INSTRUCTIONS FOR THE TASK
Repeat the lines from the start of the records through the line holding "[89,135,287,159]", inclusive, replacing "in this picture" with "in this photo" and leaving everything else as it is. Leave the pictures out of your answer.

++++++

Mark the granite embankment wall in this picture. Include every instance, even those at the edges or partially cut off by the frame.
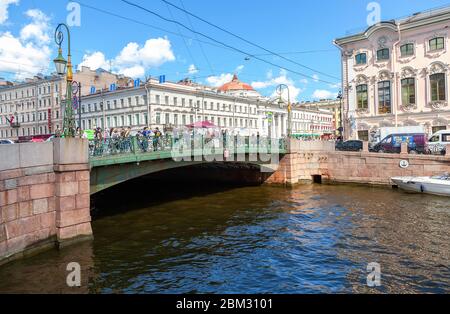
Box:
[267,142,450,185]
[0,139,92,264]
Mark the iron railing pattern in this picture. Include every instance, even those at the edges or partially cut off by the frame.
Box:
[89,135,287,159]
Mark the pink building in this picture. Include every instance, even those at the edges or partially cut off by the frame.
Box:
[335,7,450,140]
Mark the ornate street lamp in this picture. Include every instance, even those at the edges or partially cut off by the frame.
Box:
[337,91,344,140]
[53,23,75,137]
[277,84,292,137]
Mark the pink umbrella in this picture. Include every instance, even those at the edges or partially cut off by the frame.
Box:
[187,121,217,129]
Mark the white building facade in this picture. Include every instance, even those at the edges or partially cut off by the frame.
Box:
[77,76,333,138]
[335,7,450,140]
[0,67,125,140]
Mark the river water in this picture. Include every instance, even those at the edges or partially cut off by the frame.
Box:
[0,183,450,293]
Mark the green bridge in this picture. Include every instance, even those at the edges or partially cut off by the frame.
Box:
[89,136,288,194]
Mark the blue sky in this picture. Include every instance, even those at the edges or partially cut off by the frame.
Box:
[0,0,450,101]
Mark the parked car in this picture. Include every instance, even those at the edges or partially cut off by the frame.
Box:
[371,133,428,154]
[428,130,450,155]
[336,140,363,152]
[0,140,14,145]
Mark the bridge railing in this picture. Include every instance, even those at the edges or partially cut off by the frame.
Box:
[89,135,287,158]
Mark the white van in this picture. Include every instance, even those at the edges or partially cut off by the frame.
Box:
[428,130,450,153]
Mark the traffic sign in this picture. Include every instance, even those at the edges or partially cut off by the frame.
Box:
[72,81,79,95]
[72,96,78,110]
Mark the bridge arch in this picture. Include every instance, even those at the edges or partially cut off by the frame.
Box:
[90,159,277,195]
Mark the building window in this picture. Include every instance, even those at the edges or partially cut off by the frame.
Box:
[356,84,369,109]
[430,73,446,101]
[378,81,391,114]
[430,37,444,51]
[377,48,389,61]
[400,44,414,57]
[402,78,416,105]
[355,53,367,65]
[358,131,369,142]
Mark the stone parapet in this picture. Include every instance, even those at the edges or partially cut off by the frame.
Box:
[266,142,450,185]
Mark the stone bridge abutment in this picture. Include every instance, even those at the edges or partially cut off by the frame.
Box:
[0,139,450,264]
[0,139,92,264]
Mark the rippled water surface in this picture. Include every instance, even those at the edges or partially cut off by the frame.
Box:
[0,185,450,293]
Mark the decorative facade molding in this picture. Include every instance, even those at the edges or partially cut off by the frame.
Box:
[400,66,419,79]
[424,32,448,59]
[378,70,395,81]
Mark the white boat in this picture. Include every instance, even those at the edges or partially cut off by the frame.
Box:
[391,173,450,196]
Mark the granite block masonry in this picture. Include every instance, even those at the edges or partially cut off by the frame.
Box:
[0,139,92,264]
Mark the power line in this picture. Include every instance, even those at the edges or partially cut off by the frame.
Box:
[77,1,236,54]
[252,49,336,57]
[121,0,335,84]
[178,0,216,73]
[162,4,197,72]
[76,1,334,84]
[161,0,340,80]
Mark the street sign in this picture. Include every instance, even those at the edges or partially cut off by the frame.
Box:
[72,96,78,110]
[72,81,79,95]
[47,109,52,133]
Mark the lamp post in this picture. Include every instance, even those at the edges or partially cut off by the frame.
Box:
[277,84,292,137]
[337,91,344,140]
[53,23,75,137]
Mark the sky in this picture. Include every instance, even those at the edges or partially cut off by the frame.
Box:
[0,0,450,101]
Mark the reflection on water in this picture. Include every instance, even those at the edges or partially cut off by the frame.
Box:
[0,185,450,293]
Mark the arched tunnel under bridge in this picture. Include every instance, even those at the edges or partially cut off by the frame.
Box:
[91,161,278,217]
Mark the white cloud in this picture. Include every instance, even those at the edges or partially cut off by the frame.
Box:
[328,83,342,88]
[78,38,175,78]
[251,70,303,102]
[0,9,52,80]
[300,79,309,84]
[206,73,233,87]
[188,64,198,75]
[20,9,50,44]
[234,65,244,74]
[312,89,337,99]
[114,38,175,71]
[0,0,19,25]
[120,65,145,78]
[78,51,109,70]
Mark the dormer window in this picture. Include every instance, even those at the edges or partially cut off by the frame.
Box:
[430,37,444,51]
[377,48,389,61]
[355,53,367,65]
[400,44,414,57]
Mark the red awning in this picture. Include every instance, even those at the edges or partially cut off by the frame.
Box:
[187,121,217,129]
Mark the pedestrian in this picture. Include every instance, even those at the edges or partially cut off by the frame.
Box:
[153,128,162,151]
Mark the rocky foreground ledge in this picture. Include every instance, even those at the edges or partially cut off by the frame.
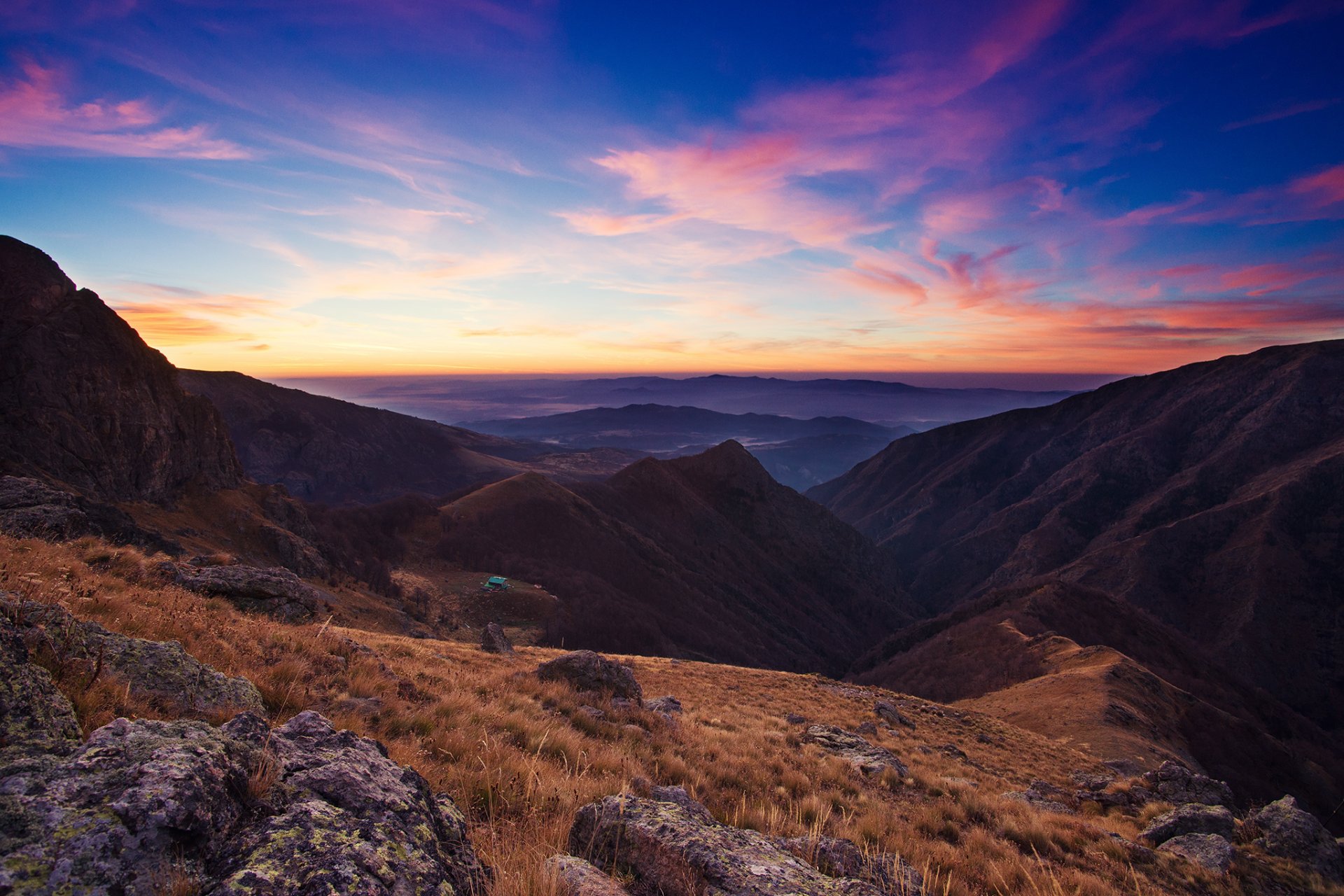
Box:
[0,621,489,896]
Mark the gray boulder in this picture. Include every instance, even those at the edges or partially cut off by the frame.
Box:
[536,650,644,704]
[0,615,79,763]
[1157,834,1235,874]
[0,594,265,713]
[1140,804,1236,844]
[644,694,682,722]
[0,712,488,896]
[802,725,910,778]
[481,622,513,657]
[568,797,881,896]
[1144,759,1236,808]
[543,855,630,896]
[649,786,714,821]
[781,837,923,896]
[1250,797,1344,883]
[0,626,489,896]
[872,700,916,731]
[174,566,330,622]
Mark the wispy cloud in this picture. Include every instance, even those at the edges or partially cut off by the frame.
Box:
[0,59,254,160]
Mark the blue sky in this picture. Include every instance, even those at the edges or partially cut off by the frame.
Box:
[0,0,1344,376]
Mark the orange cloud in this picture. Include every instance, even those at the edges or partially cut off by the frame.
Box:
[109,284,276,349]
[0,60,251,158]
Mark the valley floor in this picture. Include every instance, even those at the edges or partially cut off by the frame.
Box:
[0,536,1344,896]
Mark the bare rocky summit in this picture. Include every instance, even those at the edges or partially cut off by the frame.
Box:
[0,237,242,501]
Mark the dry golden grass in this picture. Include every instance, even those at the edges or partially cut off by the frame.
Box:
[0,538,1344,896]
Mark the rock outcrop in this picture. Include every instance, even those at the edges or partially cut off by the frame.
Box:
[1144,759,1236,807]
[0,594,265,715]
[781,837,923,896]
[1250,797,1344,883]
[0,237,242,501]
[872,700,916,731]
[1140,804,1236,844]
[0,620,79,763]
[802,725,910,778]
[481,622,513,657]
[568,797,922,896]
[0,712,488,896]
[1157,834,1235,874]
[536,650,644,704]
[171,564,330,622]
[543,855,629,896]
[0,475,170,552]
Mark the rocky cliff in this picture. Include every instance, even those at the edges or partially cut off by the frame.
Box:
[0,237,242,501]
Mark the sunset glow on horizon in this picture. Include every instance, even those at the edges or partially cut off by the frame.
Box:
[0,0,1344,377]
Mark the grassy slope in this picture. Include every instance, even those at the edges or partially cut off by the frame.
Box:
[0,538,1344,896]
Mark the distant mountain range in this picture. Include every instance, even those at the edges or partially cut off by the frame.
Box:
[0,239,1344,827]
[808,341,1344,728]
[462,405,916,491]
[284,374,1072,428]
[178,371,644,504]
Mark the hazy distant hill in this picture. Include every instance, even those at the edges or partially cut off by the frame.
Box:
[462,405,916,491]
[278,374,1072,428]
[853,580,1344,816]
[180,371,641,503]
[809,341,1344,729]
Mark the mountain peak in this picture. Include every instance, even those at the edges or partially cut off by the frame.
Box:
[0,237,242,501]
[0,235,76,317]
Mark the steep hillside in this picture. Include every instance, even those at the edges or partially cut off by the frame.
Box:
[0,536,1344,896]
[437,442,909,672]
[750,426,914,491]
[180,371,640,504]
[856,580,1344,816]
[0,237,242,501]
[809,341,1344,731]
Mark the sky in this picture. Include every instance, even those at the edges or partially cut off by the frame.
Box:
[0,0,1344,377]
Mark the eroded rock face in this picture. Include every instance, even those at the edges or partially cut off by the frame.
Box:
[781,837,923,896]
[1140,804,1236,844]
[568,797,903,896]
[545,855,629,896]
[872,700,916,731]
[0,475,181,554]
[481,622,513,657]
[0,237,242,501]
[1144,759,1236,808]
[0,615,79,763]
[536,650,644,703]
[802,725,910,778]
[1250,797,1344,883]
[174,566,330,622]
[0,712,488,896]
[1157,834,1235,874]
[0,594,265,713]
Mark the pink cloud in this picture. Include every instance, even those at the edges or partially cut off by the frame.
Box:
[588,134,876,246]
[1223,99,1338,130]
[0,60,251,158]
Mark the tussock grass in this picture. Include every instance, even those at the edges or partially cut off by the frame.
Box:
[0,538,1344,896]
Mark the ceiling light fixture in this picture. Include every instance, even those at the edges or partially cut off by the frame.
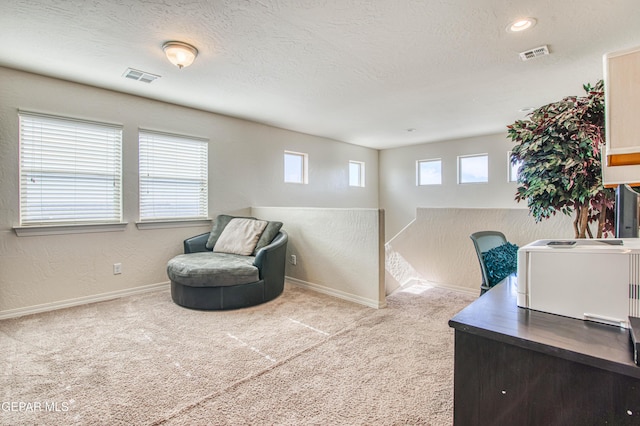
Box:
[162,41,198,69]
[507,18,537,33]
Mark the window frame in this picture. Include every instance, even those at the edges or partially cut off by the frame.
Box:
[283,150,309,185]
[14,110,126,231]
[507,151,522,182]
[349,160,365,188]
[458,152,489,185]
[416,158,442,186]
[137,128,210,223]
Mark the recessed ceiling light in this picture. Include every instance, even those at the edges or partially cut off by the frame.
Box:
[507,18,537,33]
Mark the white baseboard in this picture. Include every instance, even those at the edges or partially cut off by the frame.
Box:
[0,281,170,320]
[387,278,480,296]
[285,277,387,309]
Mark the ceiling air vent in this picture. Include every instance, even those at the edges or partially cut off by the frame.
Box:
[122,68,160,83]
[520,44,549,61]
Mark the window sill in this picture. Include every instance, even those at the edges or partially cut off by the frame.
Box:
[13,222,127,237]
[136,219,211,230]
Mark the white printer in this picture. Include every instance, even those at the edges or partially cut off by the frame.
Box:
[518,238,640,328]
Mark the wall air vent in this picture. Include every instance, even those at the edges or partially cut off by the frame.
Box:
[520,44,549,61]
[122,68,160,83]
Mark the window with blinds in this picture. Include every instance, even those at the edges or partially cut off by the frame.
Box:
[139,130,209,221]
[19,111,122,226]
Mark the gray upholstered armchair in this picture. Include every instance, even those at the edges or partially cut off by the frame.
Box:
[167,215,288,310]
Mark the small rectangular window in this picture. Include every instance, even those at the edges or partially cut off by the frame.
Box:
[284,151,309,183]
[458,154,489,183]
[138,130,209,221]
[507,151,522,182]
[349,161,364,187]
[19,111,122,225]
[416,158,442,186]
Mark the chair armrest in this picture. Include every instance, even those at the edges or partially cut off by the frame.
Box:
[183,232,210,254]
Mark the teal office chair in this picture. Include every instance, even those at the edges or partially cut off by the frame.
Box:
[469,231,507,296]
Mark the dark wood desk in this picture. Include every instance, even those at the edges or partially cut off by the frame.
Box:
[449,277,640,426]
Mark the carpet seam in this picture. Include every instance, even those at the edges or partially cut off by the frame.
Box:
[149,310,377,426]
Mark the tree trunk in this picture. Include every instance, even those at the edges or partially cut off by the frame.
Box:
[577,204,589,238]
[598,206,607,238]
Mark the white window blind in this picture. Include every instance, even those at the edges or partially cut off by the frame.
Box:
[139,130,209,221]
[19,111,122,225]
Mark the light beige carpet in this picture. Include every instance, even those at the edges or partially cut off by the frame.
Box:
[0,285,474,425]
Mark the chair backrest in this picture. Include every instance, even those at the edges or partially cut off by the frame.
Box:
[469,231,507,293]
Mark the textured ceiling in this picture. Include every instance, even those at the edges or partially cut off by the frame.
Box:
[0,0,640,149]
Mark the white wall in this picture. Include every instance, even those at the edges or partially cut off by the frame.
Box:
[251,207,386,308]
[380,132,527,241]
[386,208,573,293]
[0,68,378,317]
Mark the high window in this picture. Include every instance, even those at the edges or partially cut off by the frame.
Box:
[138,130,209,221]
[458,154,489,183]
[284,151,309,183]
[349,161,364,187]
[416,158,442,186]
[19,111,122,226]
[507,151,522,182]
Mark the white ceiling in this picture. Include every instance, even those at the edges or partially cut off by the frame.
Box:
[0,0,640,149]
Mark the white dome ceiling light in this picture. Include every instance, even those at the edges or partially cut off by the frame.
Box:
[162,41,198,69]
[507,18,537,33]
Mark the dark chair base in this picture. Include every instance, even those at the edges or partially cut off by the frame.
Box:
[171,280,284,311]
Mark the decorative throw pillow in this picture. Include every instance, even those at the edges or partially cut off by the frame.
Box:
[253,221,282,256]
[206,214,255,250]
[482,243,518,287]
[213,218,267,256]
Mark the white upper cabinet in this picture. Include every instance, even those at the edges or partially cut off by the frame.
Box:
[603,47,640,186]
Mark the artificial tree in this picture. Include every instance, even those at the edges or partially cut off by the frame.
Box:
[507,80,615,238]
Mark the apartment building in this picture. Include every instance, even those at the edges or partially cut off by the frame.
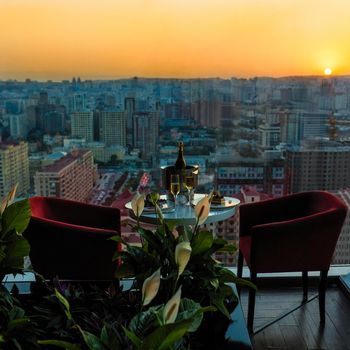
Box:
[0,142,29,198]
[286,146,350,193]
[71,111,94,142]
[34,149,95,202]
[100,111,126,147]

++++++

SOLUTION FOR THIS EXERCISE
Mark the granite embankment wall in this photo. Include every instance, even those at the edges or partially cut off by the frame.
Box:
[267,142,450,185]
[0,139,92,264]
Mark the iron railing pattern in this photo. Include every instance, even those at the edges or partially cut off by the frame.
Box:
[89,135,287,159]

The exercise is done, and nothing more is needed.